* GIVEN TASK *
Copy the following listing word for word, leaving every line unchanged.

* EXERCISE MATERIALS *

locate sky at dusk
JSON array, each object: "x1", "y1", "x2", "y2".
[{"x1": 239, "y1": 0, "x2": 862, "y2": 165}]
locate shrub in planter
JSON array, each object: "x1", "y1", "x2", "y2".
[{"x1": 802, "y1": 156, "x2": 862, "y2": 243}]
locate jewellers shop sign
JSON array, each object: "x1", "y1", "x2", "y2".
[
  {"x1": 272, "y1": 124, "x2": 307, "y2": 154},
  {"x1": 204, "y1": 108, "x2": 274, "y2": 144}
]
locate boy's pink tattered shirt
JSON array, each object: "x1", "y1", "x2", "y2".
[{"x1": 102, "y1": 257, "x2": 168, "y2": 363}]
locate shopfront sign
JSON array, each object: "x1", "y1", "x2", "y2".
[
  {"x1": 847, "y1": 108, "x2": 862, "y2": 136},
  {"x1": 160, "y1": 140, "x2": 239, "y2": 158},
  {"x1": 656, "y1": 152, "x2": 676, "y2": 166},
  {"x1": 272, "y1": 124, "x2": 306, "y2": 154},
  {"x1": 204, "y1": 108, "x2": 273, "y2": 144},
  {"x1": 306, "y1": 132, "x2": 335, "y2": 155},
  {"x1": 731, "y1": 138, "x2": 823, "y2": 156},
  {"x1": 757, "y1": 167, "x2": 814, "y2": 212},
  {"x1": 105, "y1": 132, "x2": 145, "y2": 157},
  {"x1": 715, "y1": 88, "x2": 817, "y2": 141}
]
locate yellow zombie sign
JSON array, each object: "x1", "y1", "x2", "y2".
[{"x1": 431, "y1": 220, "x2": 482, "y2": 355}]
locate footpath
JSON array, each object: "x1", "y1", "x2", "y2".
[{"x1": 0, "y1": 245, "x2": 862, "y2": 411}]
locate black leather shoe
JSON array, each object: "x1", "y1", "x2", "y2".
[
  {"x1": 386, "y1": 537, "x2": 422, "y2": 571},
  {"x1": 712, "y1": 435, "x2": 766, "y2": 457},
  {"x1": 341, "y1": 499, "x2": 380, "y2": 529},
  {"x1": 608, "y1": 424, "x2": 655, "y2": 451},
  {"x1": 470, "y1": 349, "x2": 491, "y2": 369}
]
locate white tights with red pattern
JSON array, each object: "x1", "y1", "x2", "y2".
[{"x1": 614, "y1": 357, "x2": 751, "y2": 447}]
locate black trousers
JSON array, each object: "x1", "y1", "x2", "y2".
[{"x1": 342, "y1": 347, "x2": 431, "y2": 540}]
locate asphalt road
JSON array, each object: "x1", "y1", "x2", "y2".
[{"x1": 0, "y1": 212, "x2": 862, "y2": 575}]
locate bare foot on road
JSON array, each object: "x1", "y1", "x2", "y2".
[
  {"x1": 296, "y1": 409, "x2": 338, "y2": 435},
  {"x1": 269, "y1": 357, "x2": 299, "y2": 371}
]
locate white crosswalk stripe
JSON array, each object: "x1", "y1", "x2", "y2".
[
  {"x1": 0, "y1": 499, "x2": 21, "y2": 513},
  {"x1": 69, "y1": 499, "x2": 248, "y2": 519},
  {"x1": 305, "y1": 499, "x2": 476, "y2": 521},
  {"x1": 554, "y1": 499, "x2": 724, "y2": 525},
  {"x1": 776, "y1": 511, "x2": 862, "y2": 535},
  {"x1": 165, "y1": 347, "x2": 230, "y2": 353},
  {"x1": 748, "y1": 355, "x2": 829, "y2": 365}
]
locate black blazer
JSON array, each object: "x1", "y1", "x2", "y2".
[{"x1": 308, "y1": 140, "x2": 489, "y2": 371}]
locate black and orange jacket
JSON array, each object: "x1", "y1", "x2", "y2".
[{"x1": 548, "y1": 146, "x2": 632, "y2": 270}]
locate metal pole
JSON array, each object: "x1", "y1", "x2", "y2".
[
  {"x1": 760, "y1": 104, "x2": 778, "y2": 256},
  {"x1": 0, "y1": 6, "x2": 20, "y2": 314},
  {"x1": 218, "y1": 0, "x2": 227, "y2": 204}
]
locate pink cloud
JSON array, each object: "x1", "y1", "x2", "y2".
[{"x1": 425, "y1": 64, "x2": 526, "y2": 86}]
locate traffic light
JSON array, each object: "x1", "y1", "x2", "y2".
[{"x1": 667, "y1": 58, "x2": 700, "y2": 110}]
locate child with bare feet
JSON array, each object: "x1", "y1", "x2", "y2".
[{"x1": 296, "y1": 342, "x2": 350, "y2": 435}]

* OUTPUT BELOW *
locate sky at dusk
JSON array, each object: "x1", "y1", "x2", "y2".
[{"x1": 239, "y1": 0, "x2": 862, "y2": 165}]
locate shrub in planter
JSON array, each object: "x1", "y1", "x2", "y2".
[{"x1": 802, "y1": 156, "x2": 862, "y2": 243}]
locate jewellers shop sign
JSON array, each object: "x1", "y1", "x2", "y2".
[
  {"x1": 272, "y1": 124, "x2": 307, "y2": 154},
  {"x1": 204, "y1": 108, "x2": 274, "y2": 144}
]
locate boy's pink tattered shirt
JSON array, each object: "x1", "y1", "x2", "y2".
[{"x1": 102, "y1": 257, "x2": 168, "y2": 363}]
locate shopfront sign
JSON array, each object: "x1", "y1", "x2", "y2".
[
  {"x1": 847, "y1": 108, "x2": 862, "y2": 136},
  {"x1": 160, "y1": 140, "x2": 239, "y2": 158},
  {"x1": 656, "y1": 152, "x2": 676, "y2": 166},
  {"x1": 272, "y1": 124, "x2": 306, "y2": 154},
  {"x1": 204, "y1": 108, "x2": 273, "y2": 144},
  {"x1": 306, "y1": 132, "x2": 335, "y2": 155},
  {"x1": 731, "y1": 138, "x2": 823, "y2": 156},
  {"x1": 757, "y1": 167, "x2": 814, "y2": 212},
  {"x1": 105, "y1": 132, "x2": 145, "y2": 157},
  {"x1": 715, "y1": 88, "x2": 817, "y2": 141}
]
locate yellow zombie sign
JSON array, each object: "x1", "y1", "x2", "y2".
[{"x1": 431, "y1": 220, "x2": 482, "y2": 355}]
locate footpath
JSON array, each object: "x1", "y1", "x2", "y2".
[{"x1": 0, "y1": 245, "x2": 862, "y2": 411}]
locate black leather shoe
JSON array, each object: "x1", "y1", "x2", "y2".
[
  {"x1": 386, "y1": 537, "x2": 422, "y2": 571},
  {"x1": 712, "y1": 435, "x2": 766, "y2": 457},
  {"x1": 341, "y1": 499, "x2": 380, "y2": 529},
  {"x1": 608, "y1": 424, "x2": 655, "y2": 451},
  {"x1": 470, "y1": 349, "x2": 491, "y2": 369}
]
locate white tights with red pattern
JSON array, each object: "x1", "y1", "x2", "y2".
[{"x1": 614, "y1": 357, "x2": 751, "y2": 447}]
locate black trousers
JSON array, each object: "x1", "y1", "x2", "y2".
[{"x1": 342, "y1": 347, "x2": 431, "y2": 540}]
locate asphalt road
JSON array, each object: "x1", "y1", "x2", "y2".
[{"x1": 0, "y1": 212, "x2": 862, "y2": 575}]
locate bare foot on road
JSON array, each object: "x1", "y1", "x2", "y2".
[
  {"x1": 296, "y1": 409, "x2": 338, "y2": 435},
  {"x1": 269, "y1": 357, "x2": 299, "y2": 371}
]
locate white crosswalk stripe
JSON array, each object: "x1", "y1", "x2", "y2".
[
  {"x1": 0, "y1": 499, "x2": 21, "y2": 513},
  {"x1": 69, "y1": 499, "x2": 248, "y2": 519},
  {"x1": 305, "y1": 499, "x2": 476, "y2": 521},
  {"x1": 554, "y1": 499, "x2": 724, "y2": 525},
  {"x1": 776, "y1": 511, "x2": 862, "y2": 535},
  {"x1": 165, "y1": 347, "x2": 230, "y2": 353},
  {"x1": 748, "y1": 355, "x2": 829, "y2": 365}
]
locate black blazer
JSON array, each object: "x1", "y1", "x2", "y2".
[{"x1": 308, "y1": 140, "x2": 489, "y2": 371}]
locate black and orange jacket
JSON array, each object: "x1", "y1", "x2", "y2".
[{"x1": 548, "y1": 146, "x2": 632, "y2": 270}]
locate metal pole
JSON array, each object: "x1", "y1", "x2", "y2".
[
  {"x1": 760, "y1": 104, "x2": 778, "y2": 256},
  {"x1": 0, "y1": 6, "x2": 20, "y2": 314},
  {"x1": 218, "y1": 0, "x2": 227, "y2": 204}
]
locate pink cloud
JSON array, each object: "x1", "y1", "x2", "y2".
[{"x1": 425, "y1": 64, "x2": 526, "y2": 86}]
locate traffic light
JSON array, each object: "x1", "y1", "x2", "y2".
[{"x1": 667, "y1": 58, "x2": 700, "y2": 110}]
locate child with bare feet
JSON array, each object: "x1", "y1", "x2", "y2".
[{"x1": 296, "y1": 342, "x2": 350, "y2": 435}]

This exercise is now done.